• Testo
Arendt ci insegna che l’immaginazione non è qualcosa che “appare”, come una musa ad un artista o come qualità di cui disponiamo dalla nascita. È invece una capacità che dobbiamo addestrare. L’immaginazione è come un muscolo del corpo o la capacità di scrivere o pensare: un processo continuo che richiede pratica. Attraverso questa nozione, Arendt suggerisce di sviluppare l’immaginazione come strumento per superare i “tempi bui” e produrre cambiamenti politici.

Per Israele-Palestina, voglio suggerire tre pratiche chiave per addestrare la nostra immaginazione a costruire un luogo condiviso per vivere in libertà e uguaglianza: disimparare il sionismo; adottare un approccio attivista alle realtà attuali; e visualizzare future alternative.

• Compito A
Nel testo sull'immaginazione secondo Arendt, a che cosa viene paragonata l'immaginazione?
• Compito B
Scrivi il seguito del testo sull'immaginazione secondo Arendt, cominciando subito dopo la sua ultima frase.

• Voci elencate

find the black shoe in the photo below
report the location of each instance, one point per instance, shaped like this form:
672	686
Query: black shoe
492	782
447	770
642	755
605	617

• Risposta A
A un muscolo del corpo o alla capacità di scrivere o pensare, cioè a un processo continuo che richiede pratica.

• Risposta B
Disimparare il Sionismo

Per gli Ebrei israeliani, disimparare il sionismo significa comprendere l’ideologia non solo come movimento nazionale ma come movimento coloniale – in altre parole, è necessario capirlo attraverso le lenti della Nakba. Tra le altre cose, ciò richiede l’apprendimento della storia che non viene insegnata nelle scuole israeliane: il dispossessamento della popolazione palestinese nativa dal 1948, l’espulsione di oltre 700.000 Palestinesi e la distruzione di centinaia di città e villaggi.

Non è un movimento facile per gli Ebrei-Israeliani, ma rimane necessario

Il sionismo è la cornice essenziale attraverso la quale gli Ebrei sono diventati Israeliani: è parte della nostra educazione e parte delle nostre fantasie collettive più arcaiche. Tuttavia, oltre al male che fa ai Palestinesi, il sionismo ha anche influenzato le comunità ebraiche in modo diverso, in particolare i Mizrahim (Ebrei con radici nel mondo arabo o musulmano), che non si sono allineati con i fondamenti dell’ideologia dei bianchi Ashkenazi e hanno affrontato decenni di discriminazione.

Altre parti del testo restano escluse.